%%
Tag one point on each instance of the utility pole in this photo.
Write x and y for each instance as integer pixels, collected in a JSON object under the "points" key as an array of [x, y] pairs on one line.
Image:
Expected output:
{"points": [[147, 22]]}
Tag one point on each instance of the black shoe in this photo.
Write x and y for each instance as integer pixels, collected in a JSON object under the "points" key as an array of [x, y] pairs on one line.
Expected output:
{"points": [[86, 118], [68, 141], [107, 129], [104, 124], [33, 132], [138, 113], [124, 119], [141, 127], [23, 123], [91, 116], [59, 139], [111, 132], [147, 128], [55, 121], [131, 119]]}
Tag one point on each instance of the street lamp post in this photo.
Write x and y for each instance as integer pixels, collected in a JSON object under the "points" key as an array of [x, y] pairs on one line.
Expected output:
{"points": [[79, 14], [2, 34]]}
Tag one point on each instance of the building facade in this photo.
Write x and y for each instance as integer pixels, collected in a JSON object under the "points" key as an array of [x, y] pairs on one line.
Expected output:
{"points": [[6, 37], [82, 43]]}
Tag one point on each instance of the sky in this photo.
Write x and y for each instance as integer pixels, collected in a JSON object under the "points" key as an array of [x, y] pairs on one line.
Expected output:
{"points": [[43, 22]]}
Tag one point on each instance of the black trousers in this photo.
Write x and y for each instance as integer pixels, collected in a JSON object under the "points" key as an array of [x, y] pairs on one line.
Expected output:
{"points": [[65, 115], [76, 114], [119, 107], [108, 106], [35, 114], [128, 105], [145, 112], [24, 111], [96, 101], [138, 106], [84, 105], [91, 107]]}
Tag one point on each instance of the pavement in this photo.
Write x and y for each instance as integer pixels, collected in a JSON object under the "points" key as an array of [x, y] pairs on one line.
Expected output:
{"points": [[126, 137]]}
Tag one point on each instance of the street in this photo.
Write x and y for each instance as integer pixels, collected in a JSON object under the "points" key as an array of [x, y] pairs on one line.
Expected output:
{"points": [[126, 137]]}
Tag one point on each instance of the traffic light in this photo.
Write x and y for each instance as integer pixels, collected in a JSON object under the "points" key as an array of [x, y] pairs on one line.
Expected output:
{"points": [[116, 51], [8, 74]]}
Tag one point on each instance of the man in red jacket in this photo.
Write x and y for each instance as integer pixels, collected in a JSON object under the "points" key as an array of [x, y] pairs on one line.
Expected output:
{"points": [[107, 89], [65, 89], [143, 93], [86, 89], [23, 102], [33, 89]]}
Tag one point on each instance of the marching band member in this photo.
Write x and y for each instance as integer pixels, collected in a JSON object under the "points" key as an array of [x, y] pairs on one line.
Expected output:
%%
OBJECTIVE ▸ Give the lines from the one containing "Tag one point on each instance of the building" through the last line above as a JSON list of strings, one string per line, leaving out any blank lines.

RESULT OF THE TASK ▸
[
  "Tag one point on each instance of the building facade in this photo.",
  "Write x and y for each instance as integer pixels, collected in a JSON object under the \"points\" key as an array of [x, y] pairs on one line.",
  "Expected output:",
  "{\"points\": [[6, 37], [82, 43]]}",
  "Tag one point on each instance of the sky in this photo.",
  "Write x and y for each instance as integer pixels, collected in a JSON object under the \"points\" key as an array of [x, y] pairs on one line.",
  "Expected output:",
  "{\"points\": [[43, 22]]}",
  "Tag one point on each instance of the black trousers in this photo.",
  "Write x and y for each instance as integer pixels, collected in a JSON object under the \"points\" key as an array of [x, y] pairs on one line.",
  "Expected output:",
  "{\"points\": [[65, 115], [76, 114], [119, 107], [108, 106], [35, 114], [128, 105], [145, 112], [24, 111], [96, 101], [138, 106], [84, 105], [91, 107]]}",
  "Tag one point on each instance of the pavement in this photo.",
  "Write x and y for each instance as integer pixels, collected in a JSON object under the \"points\" key as an array of [x, y] pairs on one line.",
  "Expected output:",
  "{\"points\": [[126, 137]]}",
  "Tag one point on each instance of the street in this photo.",
  "Write x and y for each instance as integer pixels, collected in a JSON object under the \"points\" key as an array of [x, y] pairs on one line.",
  "Expected output:",
  "{\"points\": [[126, 137]]}",
  "Tag one point on each instance of the traffic light in this photo.",
  "Write x and y for each instance as integer pixels, collected in a JSON object under the \"points\" key as an array of [x, y] pairs on one line.",
  "Expected output:",
  "{\"points\": [[116, 51], [8, 74]]}",
  "Tag one point on each instance of the man in red jacket in this photo.",
  "Write x and y for each instance as integer pixels, collected in a JSON object under the \"points\" key as an array of [x, y] pairs on one line.",
  "Expected output:",
  "{\"points\": [[107, 89], [65, 89], [143, 93], [86, 89], [23, 102], [33, 89]]}",
  "Tag one point on each instance of the marching band member in this photo.",
  "Write x and y for each instance as integer pixels, collected in a JSON object under the \"points\" key as an array of [x, y] pairs on one line.",
  "Expected output:"
]